Exercise requirements: Change "black pointed beak" to "dark curved bill" in the listing lines that run from the beginning of the listing through the line containing "346 118 L 335", and keep everything else the same. Return only those lines, and leave out the pictures.

-- START OF Stored rows --

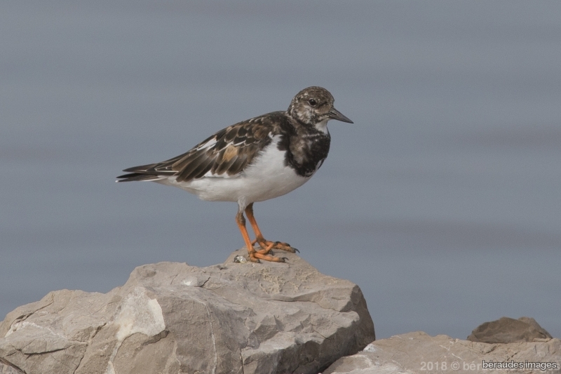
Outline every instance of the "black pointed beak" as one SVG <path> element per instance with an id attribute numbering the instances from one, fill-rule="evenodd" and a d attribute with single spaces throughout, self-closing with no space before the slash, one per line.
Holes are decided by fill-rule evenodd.
<path id="1" fill-rule="evenodd" d="M 346 118 L 335 108 L 332 108 L 331 110 L 329 111 L 328 114 L 329 114 L 329 118 L 331 119 L 337 119 L 337 121 L 341 121 L 342 122 L 346 122 L 347 123 L 354 123 L 354 122 Z"/>

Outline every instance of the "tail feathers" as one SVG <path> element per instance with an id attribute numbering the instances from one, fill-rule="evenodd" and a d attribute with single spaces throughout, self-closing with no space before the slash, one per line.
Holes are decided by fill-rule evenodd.
<path id="1" fill-rule="evenodd" d="M 130 174 L 123 174 L 117 177 L 116 182 L 133 182 L 135 180 L 158 180 L 162 179 L 158 175 L 154 174 L 144 174 L 143 173 L 131 173 Z"/>

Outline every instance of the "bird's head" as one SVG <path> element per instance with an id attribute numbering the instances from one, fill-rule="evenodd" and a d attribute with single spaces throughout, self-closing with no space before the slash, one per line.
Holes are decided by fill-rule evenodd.
<path id="1" fill-rule="evenodd" d="M 352 123 L 333 107 L 335 101 L 330 92 L 322 87 L 308 87 L 299 92 L 288 107 L 288 114 L 299 121 L 323 130 L 330 119 Z"/>

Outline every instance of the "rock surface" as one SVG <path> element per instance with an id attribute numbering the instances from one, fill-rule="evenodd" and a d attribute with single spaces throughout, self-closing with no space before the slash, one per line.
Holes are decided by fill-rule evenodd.
<path id="1" fill-rule="evenodd" d="M 203 268 L 141 266 L 108 293 L 62 290 L 20 307 L 0 323 L 0 369 L 318 373 L 374 339 L 356 285 L 289 253 L 286 263 L 234 262 L 246 253 Z"/>
<path id="2" fill-rule="evenodd" d="M 529 317 L 518 319 L 502 317 L 485 322 L 476 327 L 468 337 L 468 340 L 482 343 L 532 342 L 534 339 L 551 339 L 551 335 Z"/>
<path id="3" fill-rule="evenodd" d="M 489 363 L 511 362 L 526 365 L 526 361 L 555 368 L 487 368 Z M 507 363 L 507 365 L 508 365 Z M 513 365 L 511 364 L 511 366 Z M 561 373 L 561 340 L 543 339 L 532 342 L 487 344 L 452 339 L 423 332 L 409 333 L 381 339 L 364 350 L 335 361 L 323 374 L 382 374 L 456 373 Z"/>

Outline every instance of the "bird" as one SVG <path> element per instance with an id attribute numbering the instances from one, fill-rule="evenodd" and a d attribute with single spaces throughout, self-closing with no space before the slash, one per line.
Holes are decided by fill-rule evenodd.
<path id="1" fill-rule="evenodd" d="M 353 123 L 334 108 L 322 87 L 302 90 L 286 111 L 272 112 L 220 130 L 189 151 L 156 163 L 124 169 L 116 182 L 151 181 L 181 188 L 199 199 L 238 203 L 236 222 L 248 258 L 284 262 L 273 249 L 295 253 L 290 244 L 266 240 L 254 203 L 278 197 L 310 180 L 327 156 L 327 121 Z M 250 239 L 243 213 L 255 239 Z M 254 248 L 254 245 L 258 246 Z"/>

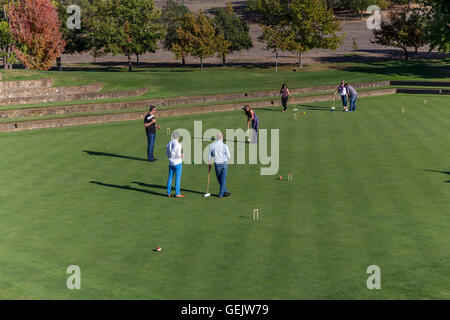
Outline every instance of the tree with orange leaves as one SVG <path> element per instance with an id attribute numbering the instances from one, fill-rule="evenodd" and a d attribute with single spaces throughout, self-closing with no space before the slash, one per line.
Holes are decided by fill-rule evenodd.
<path id="1" fill-rule="evenodd" d="M 48 70 L 64 50 L 56 7 L 50 0 L 21 0 L 8 8 L 9 25 L 19 45 L 17 58 L 26 67 Z"/>

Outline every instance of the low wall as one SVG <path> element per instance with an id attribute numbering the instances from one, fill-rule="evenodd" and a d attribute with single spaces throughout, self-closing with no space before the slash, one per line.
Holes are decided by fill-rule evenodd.
<path id="1" fill-rule="evenodd" d="M 15 88 L 0 91 L 0 101 L 8 98 L 42 97 L 49 95 L 66 95 L 76 93 L 94 93 L 103 88 L 101 83 L 72 87 L 48 87 L 48 88 Z"/>
<path id="2" fill-rule="evenodd" d="M 379 96 L 387 94 L 395 94 L 396 89 L 382 89 L 375 91 L 365 91 L 359 94 L 360 97 L 367 96 Z M 296 98 L 295 103 L 305 103 L 305 102 L 317 102 L 317 101 L 329 101 L 330 96 L 311 96 L 304 98 Z M 274 101 L 274 105 L 279 106 L 279 103 Z M 252 103 L 253 108 L 267 108 L 273 107 L 271 101 L 259 101 Z M 158 117 L 169 117 L 169 116 L 181 116 L 181 115 L 192 115 L 192 114 L 202 114 L 210 112 L 224 112 L 224 111 L 234 111 L 241 110 L 242 103 L 232 103 L 224 105 L 213 105 L 213 106 L 199 106 L 191 108 L 173 108 L 158 111 Z M 281 110 L 281 109 L 280 109 Z M 0 123 L 0 132 L 9 131 L 23 131 L 32 129 L 44 129 L 44 128 L 58 128 L 58 127 L 70 127 L 79 126 L 87 124 L 99 124 L 106 122 L 118 122 L 118 121 L 129 121 L 129 120 L 139 120 L 143 119 L 145 112 L 131 112 L 122 114 L 105 114 L 105 115 L 93 115 L 86 117 L 74 117 L 66 119 L 49 119 L 49 120 L 35 120 L 35 121 L 24 121 L 17 123 Z"/>
<path id="3" fill-rule="evenodd" d="M 52 85 L 53 79 L 1 81 L 0 91 L 4 89 L 48 88 Z"/>
<path id="4" fill-rule="evenodd" d="M 17 105 L 17 104 L 36 104 L 48 102 L 64 102 L 77 100 L 102 100 L 126 97 L 141 96 L 148 91 L 147 88 L 129 90 L 129 91 L 113 91 L 113 92 L 95 92 L 95 93 L 75 93 L 62 95 L 34 96 L 34 97 L 18 97 L 0 99 L 0 105 Z"/>
<path id="5" fill-rule="evenodd" d="M 391 86 L 450 87 L 450 81 L 391 81 Z"/>
<path id="6" fill-rule="evenodd" d="M 411 94 L 450 94 L 450 89 L 397 88 L 397 92 Z"/>
<path id="7" fill-rule="evenodd" d="M 355 88 L 377 88 L 382 86 L 388 86 L 389 81 L 379 82 L 366 82 L 356 83 Z M 336 89 L 336 86 L 321 86 L 310 88 L 292 89 L 291 92 L 295 94 L 307 94 L 307 93 L 321 93 Z M 361 92 L 360 94 L 362 94 Z M 245 96 L 247 94 L 247 96 Z M 105 110 L 122 110 L 131 108 L 144 108 L 152 104 L 157 106 L 171 106 L 178 104 L 192 104 L 202 102 L 217 102 L 224 100 L 244 100 L 256 97 L 273 97 L 278 102 L 279 91 L 260 91 L 250 93 L 237 93 L 237 94 L 219 94 L 211 96 L 192 96 L 192 97 L 178 97 L 178 98 L 165 98 L 165 99 L 151 99 L 140 101 L 125 101 L 125 102 L 105 102 L 105 103 L 93 103 L 71 106 L 57 106 L 57 107 L 45 107 L 45 108 L 24 108 L 24 109 L 12 109 L 12 110 L 0 110 L 0 118 L 20 118 L 20 117 L 36 117 L 49 114 L 65 114 L 65 113 L 82 113 L 82 112 L 98 112 Z M 310 101 L 310 97 L 305 97 Z M 326 97 L 329 100 L 329 96 Z M 302 101 L 303 98 L 295 98 L 295 101 Z M 323 101 L 323 100 L 320 100 Z M 252 106 L 255 102 L 249 102 Z"/>

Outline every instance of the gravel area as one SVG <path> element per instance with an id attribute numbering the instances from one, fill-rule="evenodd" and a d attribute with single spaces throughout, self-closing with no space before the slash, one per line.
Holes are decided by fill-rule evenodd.
<path id="1" fill-rule="evenodd" d="M 155 0 L 158 8 L 162 8 L 166 0 Z M 205 11 L 208 12 L 211 8 L 225 7 L 227 1 L 225 0 L 185 0 L 186 5 L 191 11 Z M 246 1 L 232 1 L 231 2 L 236 12 L 242 13 Z M 383 18 L 387 12 L 383 12 Z M 371 43 L 374 40 L 372 30 L 369 30 L 366 25 L 366 19 L 355 19 L 337 15 L 341 20 L 341 31 L 339 34 L 345 33 L 344 43 L 337 50 L 322 50 L 313 49 L 303 57 L 304 64 L 311 63 L 327 63 L 327 62 L 347 62 L 347 61 L 372 61 L 380 59 L 402 59 L 403 51 L 396 48 L 383 47 Z M 227 62 L 231 64 L 274 64 L 275 54 L 272 51 L 265 50 L 263 43 L 258 41 L 261 35 L 261 27 L 258 24 L 249 22 L 250 34 L 253 39 L 253 48 L 250 50 L 243 50 L 230 54 Z M 353 38 L 355 39 L 358 49 L 353 49 Z M 442 55 L 436 52 L 429 53 L 428 48 L 419 48 L 418 54 L 414 54 L 411 50 L 411 58 L 439 58 Z M 93 57 L 90 54 L 74 54 L 63 55 L 63 63 L 75 64 L 93 62 Z M 107 55 L 99 57 L 96 62 L 99 64 L 113 64 L 125 65 L 127 58 L 121 55 L 112 56 Z M 297 55 L 293 53 L 282 52 L 279 54 L 278 62 L 280 64 L 297 63 Z M 176 60 L 170 51 L 158 49 L 155 53 L 147 53 L 140 56 L 140 62 L 143 64 L 152 65 L 177 65 L 179 60 Z M 187 57 L 188 64 L 199 64 L 199 60 L 193 57 Z M 205 63 L 210 65 L 221 65 L 221 61 L 217 57 L 205 60 Z"/>

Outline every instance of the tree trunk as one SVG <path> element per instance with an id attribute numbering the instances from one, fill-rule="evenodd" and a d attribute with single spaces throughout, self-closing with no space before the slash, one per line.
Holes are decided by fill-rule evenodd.
<path id="1" fill-rule="evenodd" d="M 62 71 L 62 63 L 61 63 L 61 56 L 56 58 L 56 70 Z"/>
<path id="2" fill-rule="evenodd" d="M 128 72 L 133 72 L 133 63 L 131 62 L 131 54 L 128 55 Z"/>

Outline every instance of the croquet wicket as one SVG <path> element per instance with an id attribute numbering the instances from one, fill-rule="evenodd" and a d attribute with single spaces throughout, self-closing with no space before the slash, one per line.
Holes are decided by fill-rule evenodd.
<path id="1" fill-rule="evenodd" d="M 259 219 L 259 210 L 253 209 L 253 220 L 258 220 L 258 219 Z"/>

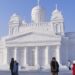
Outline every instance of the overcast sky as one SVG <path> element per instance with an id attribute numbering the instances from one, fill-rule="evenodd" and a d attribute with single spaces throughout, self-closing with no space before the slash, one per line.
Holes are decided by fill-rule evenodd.
<path id="1" fill-rule="evenodd" d="M 64 16 L 65 32 L 75 32 L 75 0 L 40 0 L 40 6 L 46 11 L 47 21 L 50 21 L 56 4 Z M 31 10 L 36 5 L 37 0 L 0 0 L 0 36 L 8 34 L 8 22 L 13 13 L 30 22 Z"/>

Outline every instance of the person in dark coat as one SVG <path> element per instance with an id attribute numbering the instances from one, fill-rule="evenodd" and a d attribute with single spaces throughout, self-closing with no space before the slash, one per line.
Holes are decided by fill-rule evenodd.
<path id="1" fill-rule="evenodd" d="M 14 75 L 13 68 L 14 68 L 14 58 L 11 58 L 11 62 L 10 62 L 11 75 Z"/>
<path id="2" fill-rule="evenodd" d="M 59 64 L 56 61 L 56 58 L 53 57 L 51 62 L 50 62 L 50 66 L 51 66 L 51 73 L 52 75 L 58 75 L 59 72 Z"/>

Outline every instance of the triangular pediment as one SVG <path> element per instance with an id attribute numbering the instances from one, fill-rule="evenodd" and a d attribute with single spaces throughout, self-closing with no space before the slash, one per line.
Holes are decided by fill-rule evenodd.
<path id="1" fill-rule="evenodd" d="M 38 41 L 39 42 L 39 41 L 47 41 L 51 39 L 55 39 L 55 38 L 47 34 L 30 32 L 30 33 L 10 37 L 6 39 L 6 41 L 8 42 L 9 41 L 11 42 L 37 42 Z"/>

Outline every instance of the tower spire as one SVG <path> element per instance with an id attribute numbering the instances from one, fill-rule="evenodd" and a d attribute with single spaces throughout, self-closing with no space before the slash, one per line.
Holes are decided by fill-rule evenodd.
<path id="1" fill-rule="evenodd" d="M 37 4 L 38 4 L 38 6 L 40 5 L 40 0 L 37 0 Z"/>
<path id="2" fill-rule="evenodd" d="M 58 10 L 58 5 L 56 4 L 56 10 Z"/>

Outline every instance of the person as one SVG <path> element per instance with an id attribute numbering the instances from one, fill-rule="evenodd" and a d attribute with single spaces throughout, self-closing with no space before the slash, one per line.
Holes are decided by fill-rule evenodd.
<path id="1" fill-rule="evenodd" d="M 56 61 L 56 58 L 53 57 L 51 62 L 50 62 L 50 66 L 51 66 L 51 73 L 52 75 L 58 75 L 59 72 L 59 64 Z"/>
<path id="2" fill-rule="evenodd" d="M 14 68 L 13 68 L 14 75 L 18 75 L 18 62 L 14 61 Z"/>
<path id="3" fill-rule="evenodd" d="M 73 61 L 72 75 L 75 75 L 75 61 Z"/>
<path id="4" fill-rule="evenodd" d="M 71 61 L 70 60 L 68 60 L 68 68 L 69 68 L 69 70 L 71 70 Z"/>
<path id="5" fill-rule="evenodd" d="M 13 67 L 14 67 L 14 58 L 11 58 L 11 62 L 10 62 L 11 75 L 14 75 Z"/>

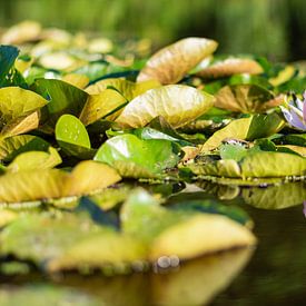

-- END OF Stored rows --

Finished task:
Outline every instance of the "dark curved bill" as one SVG <path> element per instance with an id attribute numbering the instances from one, fill-rule="evenodd" and a d attribute with single spaces throughout, self-closing with no space before the slash, one per line.
Holes are decided by fill-rule evenodd.
<path id="1" fill-rule="evenodd" d="M 346 118 L 335 108 L 332 108 L 331 110 L 329 111 L 328 114 L 329 114 L 329 118 L 331 119 L 337 119 L 337 121 L 341 121 L 342 122 L 346 122 L 347 123 L 354 123 L 354 122 Z"/>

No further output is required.